Welcome to the Maunie of Ardwall blog
Saturday, 5 June 2010
It's great that the boat is looking better at the end of the cruise than at the beginning; ongoing maintenance is so much less of a chore in the sunshine, with the scenery moving!
The log for the trip tells us that we've done 726 nautical miles and we've enjoyed it all. This trip has confirmed to use that Maunie is just a brilliant cruising yacht and we can't wait to take her even further.
The beat to Cornwall on Friday kept us both busy on the helm, with plenty of winching exercise as we tacked to make the best of the wind and tide.
Our Friday night anchorage just off St Micheal's Mount was very special. It's only in winds from the East or North-East that this spot is tenable and so we felt very lucky to have this view from the boat:
Once into Fowey on Saturday, we picked up a mooring and watched the evening race of just 4 boats ghosting out in a gentle breeze:
Friday, 4 June 2010
We had glorious sailing conditions on Thursday - bright sunshine and Force 5. Only one tiny snag: it was blowing from the east which meant a long beat across to Cornwall. I got my tidal calculations a bit wrong, to add additional adversity, so it took a long time to get past Lands' End.
^^^^
OBJECTIVES
• A. According to the sailing blog, how many nautical miles does the trip log record?
• B. Reproduce the passage of the sailing blog starting at "Our Friday night" and ending at "past Lands' End.", renaming "Fowey" as "Falmouth".
The material has no role in this work.

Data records
^^^^
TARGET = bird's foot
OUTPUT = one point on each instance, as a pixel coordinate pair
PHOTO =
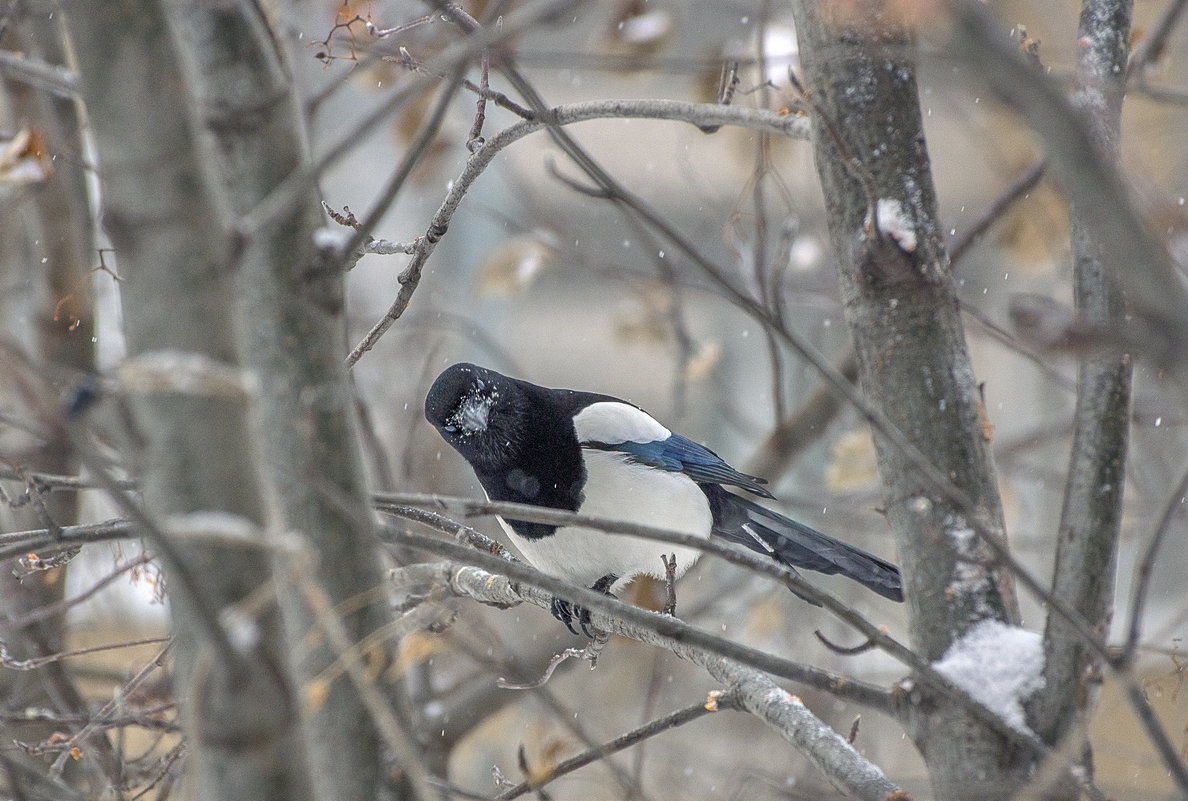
(570, 613)
(669, 584)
^^^^
RESPONSES TO THE EXERCISE
• A. 726 nautical miles.

• B.
Our Friday night anchorage just off St Micheal's Mount was very special. It's only in winds from the East or North-East that this spot is tenable and so we felt very lucky to have this view from the boat:
Once into Falmouth on Saturday, we picked up a mooring and watched the evening race of just 4 boats ghosting out in a gentle breeze:
Friday, 4 June 2010
We had glorious sailing conditions on Thursday - bright sunshine and Force 5. Only one tiny snag: it was blowing from the east which meant a long beat across to Cornwall. I got my tidal calculations a bit wrong, to add additional adversity, so it took a long time to get past Lands' End.